You’ve probably heard by now that Game 3 of the Western Conference Final between the San Jose Sharks and St. Louis Blues ended in controversial fashion, so you can understand why some of the in-game stuff has been overshadowed over the last couple of days. One of those standout performances came from slumping center Joe Thornton. Can he keep it going in Game 4? (8 p.m. ET; NBCSN; live stream)

Thornton scored two goals in the game and he also added an assist on Logan Couture‘s game-tying goal late in regulation. Not bad for a guy who had just one point in his previous eight games.

“This guy’s one of the greatest players of all time,” head coach Pete DeBoer said after Game 3. “I know he wasn’t happy with his last game. And that’s the response you get from a Hall of Fame player. We wouldn’t have a chance to win without him. The character, the response, the leadership.”

**Short exercise**
Copy the text about Joe Thornton's Game 3 performance against the St. Louis Blues word for word, in its entirety.

Collected data entries

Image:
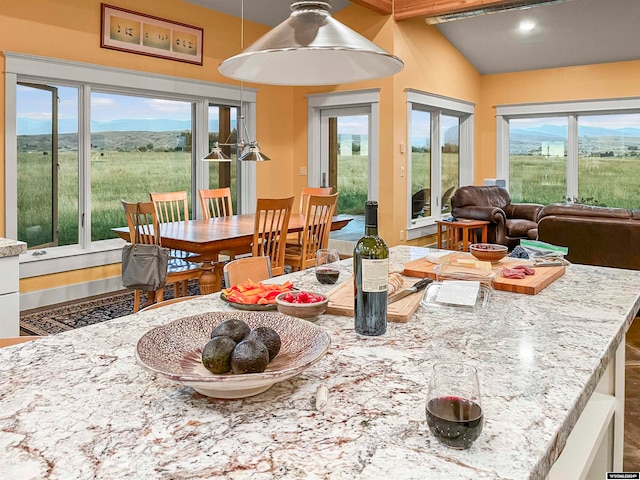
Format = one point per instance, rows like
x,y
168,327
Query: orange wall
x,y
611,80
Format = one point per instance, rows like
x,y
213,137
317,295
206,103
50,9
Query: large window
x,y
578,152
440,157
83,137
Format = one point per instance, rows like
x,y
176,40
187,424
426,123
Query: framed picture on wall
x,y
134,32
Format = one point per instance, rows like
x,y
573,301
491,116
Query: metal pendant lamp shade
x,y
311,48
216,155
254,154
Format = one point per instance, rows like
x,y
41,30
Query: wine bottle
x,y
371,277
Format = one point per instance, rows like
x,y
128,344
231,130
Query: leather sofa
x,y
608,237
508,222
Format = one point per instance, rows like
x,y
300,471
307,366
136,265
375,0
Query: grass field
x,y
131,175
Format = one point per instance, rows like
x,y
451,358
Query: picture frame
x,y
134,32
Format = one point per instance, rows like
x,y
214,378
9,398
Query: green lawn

**Result**
You’ve probably heard by now that Game 3 of the Western Conference Final between the San Jose Sharks and St. Louis Blues ended in controversial fashion, so you can understand why some of the in-game stuff has been overshadowed over the last couple of days. One of those standout performances came from slumping center Joe Thornton. Can he keep it going in Game 4? (8 p.m. ET; NBCSN; live stream)

Thornton scored two goals in the game and he also added an assist on Logan Couture‘s game-tying goal late in regulation. Not bad for a guy who had just one point in his previous eight games.

“This guy’s one of the greatest players of all time,” head coach Pete DeBoer said after Game 3. “I know he wasn’t happy with his last game. And that’s the response you get from a Hall of Fame player. We wouldn’t have a chance to win without him. The character, the response, the leadership.”